Document section:
Kazakhstan: Nazarbayev’s daughter becomes Senate speaker as Astana renamed after Nazarbayev

ASTANA (TCA) — Former President Nursultan Nazarbayev’s eldest daughter was elected speaker of Kazakhstan’s upper parliament house on March 20, a day after her father announced his resignation. Also on March 20, the Kazakh parliament approved renaming Kazakhstan’s capital, Astana, to Nursultan after Nazarbayev.

Darigha Nazarbayeva, 55, was chosen in a unanimous vote by Senate members, hours after outgoing upper house chairman Qasym-Zhomart Toqaev was sworn in as interim president of the Central Asian country. Under the constitution, he is to remain in office until an election that is due to be held in April 2020.

Nazarbayeva has long been seen as a possible successor to her father, who is retaining his positions as head of the ruling Nur Otan party and lifetime chairman of the country’s Security Council, as well as his status as “Elbasy,” or leader of the nation, RFE/RL’s Kazakh Service reported.

Information supplied:
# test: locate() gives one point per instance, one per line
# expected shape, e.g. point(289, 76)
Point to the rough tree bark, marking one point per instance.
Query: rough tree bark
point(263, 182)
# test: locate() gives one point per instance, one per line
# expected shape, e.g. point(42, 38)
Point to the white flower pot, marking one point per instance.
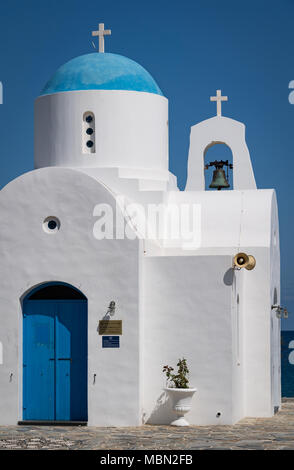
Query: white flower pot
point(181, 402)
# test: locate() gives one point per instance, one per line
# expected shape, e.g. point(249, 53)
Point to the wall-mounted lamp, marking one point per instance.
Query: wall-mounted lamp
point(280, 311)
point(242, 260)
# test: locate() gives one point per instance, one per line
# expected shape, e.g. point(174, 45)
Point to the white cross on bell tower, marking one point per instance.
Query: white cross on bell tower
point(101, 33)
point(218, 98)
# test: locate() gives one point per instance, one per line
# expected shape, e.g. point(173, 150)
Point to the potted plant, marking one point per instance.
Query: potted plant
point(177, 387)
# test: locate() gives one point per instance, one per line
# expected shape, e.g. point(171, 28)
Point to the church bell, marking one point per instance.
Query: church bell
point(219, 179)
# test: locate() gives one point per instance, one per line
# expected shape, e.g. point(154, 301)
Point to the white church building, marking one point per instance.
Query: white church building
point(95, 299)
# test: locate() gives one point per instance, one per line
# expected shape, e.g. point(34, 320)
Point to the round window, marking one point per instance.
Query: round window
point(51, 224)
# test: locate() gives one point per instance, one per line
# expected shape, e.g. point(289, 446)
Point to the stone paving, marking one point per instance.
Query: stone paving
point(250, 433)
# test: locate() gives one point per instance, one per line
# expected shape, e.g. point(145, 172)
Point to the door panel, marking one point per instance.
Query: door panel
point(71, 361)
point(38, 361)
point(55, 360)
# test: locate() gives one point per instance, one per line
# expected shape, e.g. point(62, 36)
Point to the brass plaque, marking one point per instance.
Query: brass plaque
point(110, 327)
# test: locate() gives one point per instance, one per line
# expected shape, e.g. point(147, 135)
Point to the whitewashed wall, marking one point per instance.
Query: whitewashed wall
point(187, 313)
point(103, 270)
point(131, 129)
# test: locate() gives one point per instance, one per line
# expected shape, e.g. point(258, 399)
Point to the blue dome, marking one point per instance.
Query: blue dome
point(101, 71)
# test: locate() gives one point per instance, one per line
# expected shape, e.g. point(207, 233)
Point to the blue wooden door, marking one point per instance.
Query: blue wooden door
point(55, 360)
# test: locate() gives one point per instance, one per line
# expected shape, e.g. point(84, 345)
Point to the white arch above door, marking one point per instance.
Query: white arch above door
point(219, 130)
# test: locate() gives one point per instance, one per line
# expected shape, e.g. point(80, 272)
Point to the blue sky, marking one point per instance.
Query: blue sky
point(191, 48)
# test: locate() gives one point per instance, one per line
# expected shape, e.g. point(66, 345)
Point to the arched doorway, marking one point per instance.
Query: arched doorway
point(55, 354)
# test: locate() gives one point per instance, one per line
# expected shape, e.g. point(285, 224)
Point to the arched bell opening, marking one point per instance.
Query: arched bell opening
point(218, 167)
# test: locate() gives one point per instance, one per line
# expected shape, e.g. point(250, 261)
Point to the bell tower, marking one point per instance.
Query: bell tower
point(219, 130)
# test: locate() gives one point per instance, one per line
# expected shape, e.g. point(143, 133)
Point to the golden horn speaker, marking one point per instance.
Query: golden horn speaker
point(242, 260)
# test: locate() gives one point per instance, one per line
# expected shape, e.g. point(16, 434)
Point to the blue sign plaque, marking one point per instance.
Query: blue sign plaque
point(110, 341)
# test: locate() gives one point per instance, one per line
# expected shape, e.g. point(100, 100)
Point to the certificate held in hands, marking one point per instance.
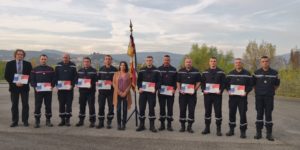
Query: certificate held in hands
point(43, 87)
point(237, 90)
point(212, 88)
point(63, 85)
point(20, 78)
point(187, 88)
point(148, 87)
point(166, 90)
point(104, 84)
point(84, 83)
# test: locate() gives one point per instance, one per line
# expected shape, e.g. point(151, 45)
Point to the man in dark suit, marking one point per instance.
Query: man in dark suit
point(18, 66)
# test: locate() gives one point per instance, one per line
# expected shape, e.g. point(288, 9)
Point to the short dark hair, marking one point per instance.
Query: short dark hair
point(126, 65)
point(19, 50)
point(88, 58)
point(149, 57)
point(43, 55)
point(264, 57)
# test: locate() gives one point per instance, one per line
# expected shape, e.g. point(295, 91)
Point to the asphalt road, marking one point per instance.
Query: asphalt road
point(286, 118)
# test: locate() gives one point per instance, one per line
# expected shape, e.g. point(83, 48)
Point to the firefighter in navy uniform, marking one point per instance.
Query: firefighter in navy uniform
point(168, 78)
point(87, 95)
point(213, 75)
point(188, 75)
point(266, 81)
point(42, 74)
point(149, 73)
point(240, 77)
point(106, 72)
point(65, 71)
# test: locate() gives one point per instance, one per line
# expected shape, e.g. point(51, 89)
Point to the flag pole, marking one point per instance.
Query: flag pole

Exercise requirements:
• a. In the news report on Kazakhstan, what new name did parliament approve for the capital, Astana?
• b. According to the news report on Kazakhstan, which positions and statuses is Nazarbayev retaining?
• c. Extend the news report on Kazakhstan with the next few sentences, beginning after its final line.
The entries above come from a separate source and are unrelated to the news report on Kazakhstan.

Answers for the exercise:
• a. Nursultan

• b.
- Head of the ruling Nur Otan party
- Lifetime chairman of the country's Security Council
- His status as "Elbasy," or leader of the nation

• c.
The 78-year-old Nazarbayev, who had ruled since before the 1991 collapse of the Soviet Union and tolerated little dissent, is expected to continue to wield powerful influence in the country of 18.7 million.

Nazarbayeva has chaired the International Affairs, Defense, and Security Committee in the Senate since September 2016, and before that served as a deputy prime minister. She will now hold the No. 2 spot in Kazakhstan’s political hierarchy and would become acting president if the president were to die or become incapacitated.

Nazarbayev moved the capital of Kazakhstan from Almaty to Astana in 1997 and the windswept city on the steppe was built up substantially, making it a modernized symbol of his power.

Toqaev also proposed erecting a monument to Nazarbayev in the capital and naming central streets in every town and city in the country after him.

Sergey Kwan

TCA

Sergey Kwan has worked for The Times of Central Asia as a journalist, translator and editor since its foundation in March 1999. Prior to this, from 1996-1997, he worked as a translator at The Kyrgyzstan Chronicle, and from 1997-1999, as a translator at The Central Asian Post.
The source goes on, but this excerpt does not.